Exercise set:
• A. Translate the sentence "Switzerland changed my life." from the account of studying in Lausanne into French.
• B. Please write the next part of the account of studying in Lausanne, picking up after its final sentence.

My name is Amira. This is not my real name. I am 28 years old, originally from Gafsa, and I have been living in Lausanne for several years.
When I look at my journey today, many people consider that I have succeeded. I understand why: I work for a Swiss medical technology company, I earn a good living, I can help my parents in Tunisia, and I no longer have that constant worry at the end of the month that accompanies so many graduates.
For a long time, I believed that my story confirmed a simple idea: when you work hard, obtain a prestigious degree, and develop sought-after skills, doors eventually open.
Today, I am not as sure anymore. Not because my life has become difficult, on the contrary, but because I see brilliant engineers around me, sometimes more talented than I am, leaving without a contract, without a clear perspective, with the unfair feeling of having failed.
Switzerland changed my life. But it does not keep its promises for everyone.
I arrived in Lausanne with a suitcase and a lot of hope
When I left Tunisia to join EPFL (École Polytechnique Fédérale de Lausanne), I felt as if I were touching a dream I had pursued for several years. In Gafsa, this school represented scientific excellence, international openness, the possibility of accessing laboratories and companies whose names seemed very far from my daily life as a Tunisian student.
For my parents, my admission was a tremendous pride. For me, it was also a responsibility. Leaving for Switzerland was not a simple change of university: it was a major financial investment for my family. Every plane ticket, every month of rent, every expense had to be justified by a form of future success.
I remember arriving in Lausanne. Everything seemed more organized, calmer, more beautiful too, between the lake and the mountains. But I quickly discovered another reality: here, everything costs a lot, very much, and academic success alone is not enough. One must also learn to manage a budget, to live far from loved ones, and to endure the quiet loneliness that many foreign students experience.

Given information:
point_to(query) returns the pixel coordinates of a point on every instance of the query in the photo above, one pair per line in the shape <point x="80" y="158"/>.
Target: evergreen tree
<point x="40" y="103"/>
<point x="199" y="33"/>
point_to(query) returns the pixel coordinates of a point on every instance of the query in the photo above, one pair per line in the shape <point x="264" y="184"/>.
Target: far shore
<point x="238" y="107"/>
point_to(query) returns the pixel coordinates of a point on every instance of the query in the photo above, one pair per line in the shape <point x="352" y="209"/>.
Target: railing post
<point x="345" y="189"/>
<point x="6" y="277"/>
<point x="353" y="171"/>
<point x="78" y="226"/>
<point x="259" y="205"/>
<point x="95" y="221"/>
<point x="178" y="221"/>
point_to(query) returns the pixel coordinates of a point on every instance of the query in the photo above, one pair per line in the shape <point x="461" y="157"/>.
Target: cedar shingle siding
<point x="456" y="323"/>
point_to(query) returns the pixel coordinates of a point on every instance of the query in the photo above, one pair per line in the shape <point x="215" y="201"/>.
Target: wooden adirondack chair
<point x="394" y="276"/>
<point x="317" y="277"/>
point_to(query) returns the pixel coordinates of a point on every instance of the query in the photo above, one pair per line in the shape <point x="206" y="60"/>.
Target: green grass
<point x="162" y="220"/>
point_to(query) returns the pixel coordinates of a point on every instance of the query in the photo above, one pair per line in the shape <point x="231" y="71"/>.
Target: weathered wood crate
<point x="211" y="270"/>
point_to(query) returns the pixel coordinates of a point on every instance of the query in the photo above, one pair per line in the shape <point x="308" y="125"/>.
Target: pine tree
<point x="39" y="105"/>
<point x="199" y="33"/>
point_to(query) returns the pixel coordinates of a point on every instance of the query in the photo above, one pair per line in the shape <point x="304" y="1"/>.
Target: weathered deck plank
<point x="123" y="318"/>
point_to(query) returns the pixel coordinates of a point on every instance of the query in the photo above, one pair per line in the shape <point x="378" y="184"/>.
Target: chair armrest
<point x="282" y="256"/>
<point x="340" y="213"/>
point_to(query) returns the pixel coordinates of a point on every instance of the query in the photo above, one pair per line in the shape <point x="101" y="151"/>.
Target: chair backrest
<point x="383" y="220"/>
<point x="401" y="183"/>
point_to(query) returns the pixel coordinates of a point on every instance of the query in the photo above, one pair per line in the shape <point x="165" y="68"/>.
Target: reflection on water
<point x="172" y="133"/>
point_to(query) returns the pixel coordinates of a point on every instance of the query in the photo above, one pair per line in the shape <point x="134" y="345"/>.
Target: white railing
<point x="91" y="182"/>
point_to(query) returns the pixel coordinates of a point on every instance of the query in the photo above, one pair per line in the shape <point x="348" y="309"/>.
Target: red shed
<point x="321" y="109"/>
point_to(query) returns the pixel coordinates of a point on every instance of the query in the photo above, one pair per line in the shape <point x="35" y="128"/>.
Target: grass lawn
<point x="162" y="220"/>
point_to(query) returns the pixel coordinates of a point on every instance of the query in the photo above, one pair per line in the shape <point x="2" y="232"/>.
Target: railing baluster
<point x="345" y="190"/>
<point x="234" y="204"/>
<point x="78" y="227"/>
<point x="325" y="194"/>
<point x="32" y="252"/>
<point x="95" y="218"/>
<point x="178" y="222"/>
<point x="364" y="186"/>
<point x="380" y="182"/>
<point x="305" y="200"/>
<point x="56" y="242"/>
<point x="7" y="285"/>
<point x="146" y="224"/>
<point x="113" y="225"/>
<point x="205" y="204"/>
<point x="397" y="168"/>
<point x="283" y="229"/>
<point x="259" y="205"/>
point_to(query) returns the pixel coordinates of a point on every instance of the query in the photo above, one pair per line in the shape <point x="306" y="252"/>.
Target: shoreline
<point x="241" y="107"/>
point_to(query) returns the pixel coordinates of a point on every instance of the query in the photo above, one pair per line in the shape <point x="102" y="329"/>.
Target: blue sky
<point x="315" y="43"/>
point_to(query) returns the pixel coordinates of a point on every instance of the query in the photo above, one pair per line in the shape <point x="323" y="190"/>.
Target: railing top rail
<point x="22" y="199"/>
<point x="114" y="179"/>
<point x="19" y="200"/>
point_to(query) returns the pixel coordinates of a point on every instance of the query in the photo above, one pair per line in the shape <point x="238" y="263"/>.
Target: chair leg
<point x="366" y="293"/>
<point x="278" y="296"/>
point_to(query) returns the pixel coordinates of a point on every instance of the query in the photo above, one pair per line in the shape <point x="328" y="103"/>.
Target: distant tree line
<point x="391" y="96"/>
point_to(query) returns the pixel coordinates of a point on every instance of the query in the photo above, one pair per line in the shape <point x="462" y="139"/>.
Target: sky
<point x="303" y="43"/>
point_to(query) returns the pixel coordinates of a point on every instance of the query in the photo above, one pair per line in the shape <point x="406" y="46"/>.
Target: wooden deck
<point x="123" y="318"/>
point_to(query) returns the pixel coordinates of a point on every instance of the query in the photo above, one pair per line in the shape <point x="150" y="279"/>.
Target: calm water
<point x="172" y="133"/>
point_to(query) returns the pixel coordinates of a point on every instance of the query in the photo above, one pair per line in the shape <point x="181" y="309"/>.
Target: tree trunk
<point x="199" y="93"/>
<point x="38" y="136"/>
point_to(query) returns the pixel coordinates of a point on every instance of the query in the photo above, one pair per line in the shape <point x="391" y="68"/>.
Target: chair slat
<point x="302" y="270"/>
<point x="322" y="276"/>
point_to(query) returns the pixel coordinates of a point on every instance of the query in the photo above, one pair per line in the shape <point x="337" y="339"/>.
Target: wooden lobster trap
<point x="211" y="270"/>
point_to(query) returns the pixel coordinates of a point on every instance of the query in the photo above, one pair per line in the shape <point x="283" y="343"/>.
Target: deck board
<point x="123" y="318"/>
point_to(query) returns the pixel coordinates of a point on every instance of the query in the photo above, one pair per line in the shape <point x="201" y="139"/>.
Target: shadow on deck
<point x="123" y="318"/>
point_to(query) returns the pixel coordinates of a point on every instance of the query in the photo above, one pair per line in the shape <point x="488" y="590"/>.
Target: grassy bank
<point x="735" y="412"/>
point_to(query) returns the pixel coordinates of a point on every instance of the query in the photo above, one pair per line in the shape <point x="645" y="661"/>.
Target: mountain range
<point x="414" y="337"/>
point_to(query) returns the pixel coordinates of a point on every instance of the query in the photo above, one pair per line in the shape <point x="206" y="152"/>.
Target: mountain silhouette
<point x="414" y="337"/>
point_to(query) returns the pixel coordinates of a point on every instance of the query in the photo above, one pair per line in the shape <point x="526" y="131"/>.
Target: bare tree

Results of the tasks:
• A. La Suisse a changé ma vie.

• B.
Behind the photos, there were also moments of doubt
When my family looked at the photos I sent, they saw a happy young student in front of Lake Geneva or in the modern buildings of EPFL. These photos were not false, but they did not tell the whole story. They did not show the evenings spent doubting myself, nor the nights when I wondered if I truly belonged among students from around the world.
At EPFL, the level is extremely high. In Tunisia, I had often been among the best. In Lausanne, I was surrounded by people who had all been among the best in their countries. This reality forces you to become humble very quickly.
I worked a lot, not because someone imposed it on me, but because I knew what this opportunity represented. I did not want to disappoint my parents. I did not want to disappointing the young woman I had been a few years earlier, the one who dreamed of joining this school.
The internship that changed my life
Looking back, I think my future was decided during my final internship. I joined a company specialized in medical technologies, where I worked on artificial intelligence solutions applied to health data analysis. For the first time, I saw the concrete impact of what I had learned: I was no longer just in algorithms or mathematical models, I participated in projects likely to help doctors and patients.
This experience excited me, but it also terrified me. I wanted to be up to the task, so I prepared every meeting with an almost excessive seriousness, rereading my presentations, double-checking my results again and again. I knew this internship could become a doorway into the Swiss job market.
A few weeks before finishing my master’s, this door opened. The company offered me a contract. I still remember the call to my parents: my mother cried, my father remained silent for a few seconds before telling me that all the sacrifices had not been in vain. I think I will never forget that sentence.